§ **Objectifs**
**A.** Citez le passage de l'entretien qui commence par « Auteurs de l'ouvrage » et se poursuit jusqu'à « de ce livre ? ».
**B.** Relevez dans l'entretien tous les mots écrits avec la terminaison inclusive « -e-s ».
**C.** D'après l'entretien, combien de temps Margaux a-t-elle passé à Grenoble ?

§ **Section du texte**
« Le punk, c'est un terrain de jeu »

Auteurs de l'ouvrage "Grenoble Calling, Une histoire orale du punk dans une ville de province", chroniqué dans ces pages la semaine dernière, Nicolas Bonanni et Margaux Capelier ont accepté de répondre, par e-mail, à nos questions.


Quand et comment est né le projet de ce livre ?
Clairement, on s'est lancé-e-s dans ce projet parce qu'on participe à cette scène. On n'a pas du tout une posture de journalistes ou de sociologues, et, il faut le dire, on n'a aucune méthode scientifique. Nicolas vit depuis une vingtaine d'années à Grenoble, Margaux y a passé cinq ans. On a des regards et des parcours différents mais c'est un univers qui nous tient à cœur depuis longtemps. C'est bien en tant que participant-e-s qu'on s'est embarqué-e-s dans ce projet. On était intrigué-e-s par ce qui s'était passé dans cette ville "avant". Des lieux, des collectifs dont on avait seulement entendu parler... Le squat des Hell's Angels derrière la gare, par exemple, qu'est-ce que c'est que ça ? Donc oui, clairement il y a tout un pan de ce qui est raconté dans le bouquin qu'on ignorait complètement avant de s'y plonger. On en a profité pour tâcher de reconstituer le chemin qui avait amené à aujourd'hui, et essayer de rendre hommage à des personnes et des collectifs qui ont beaucoup œuvré et qui ne sont plus là.

Grenoble Calling fonctionne sur le principe de "l'histoire orale". Qu'est-ce qui vous a poussé à privilégier ce format ?

§ **Données extraites**
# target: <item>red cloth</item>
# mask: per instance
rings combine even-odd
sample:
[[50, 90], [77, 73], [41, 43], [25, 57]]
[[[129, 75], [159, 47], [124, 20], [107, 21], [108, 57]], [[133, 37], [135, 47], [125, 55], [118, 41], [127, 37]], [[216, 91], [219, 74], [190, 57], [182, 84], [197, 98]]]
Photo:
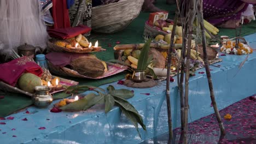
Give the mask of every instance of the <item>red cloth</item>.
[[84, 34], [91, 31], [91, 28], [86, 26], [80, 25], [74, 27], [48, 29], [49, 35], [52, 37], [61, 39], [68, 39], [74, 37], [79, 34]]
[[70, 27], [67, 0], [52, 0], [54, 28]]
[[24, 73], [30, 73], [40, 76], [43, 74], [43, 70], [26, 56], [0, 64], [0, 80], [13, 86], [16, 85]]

* * *

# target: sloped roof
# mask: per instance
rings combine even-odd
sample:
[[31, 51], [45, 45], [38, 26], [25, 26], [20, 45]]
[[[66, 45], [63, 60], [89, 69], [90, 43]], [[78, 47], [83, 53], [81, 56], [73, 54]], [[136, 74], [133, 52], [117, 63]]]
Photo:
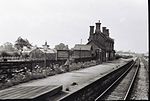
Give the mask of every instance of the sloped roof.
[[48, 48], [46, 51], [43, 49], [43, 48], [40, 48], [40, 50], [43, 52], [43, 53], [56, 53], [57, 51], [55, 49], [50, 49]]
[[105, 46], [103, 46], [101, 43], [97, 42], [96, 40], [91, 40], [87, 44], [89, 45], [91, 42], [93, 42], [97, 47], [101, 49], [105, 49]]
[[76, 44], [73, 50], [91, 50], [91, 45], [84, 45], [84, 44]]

§ **Résultats attendus**
**A.**
Auteurs de l'ouvrage "Grenoble Calling, Une histoire orale du punk dans une ville de province", chroniqué dans ces pages la semaine dernière, Nicolas Bonanni et Margaux Capelier ont accepté de répondre, par e-mail, à nos questions.


Quand et comment est né le projet de ce livre ?

**B.** lancé-e-s, participant-e-s, embarqué-e-s, intrigué-e-s

**C.** Cinq ans.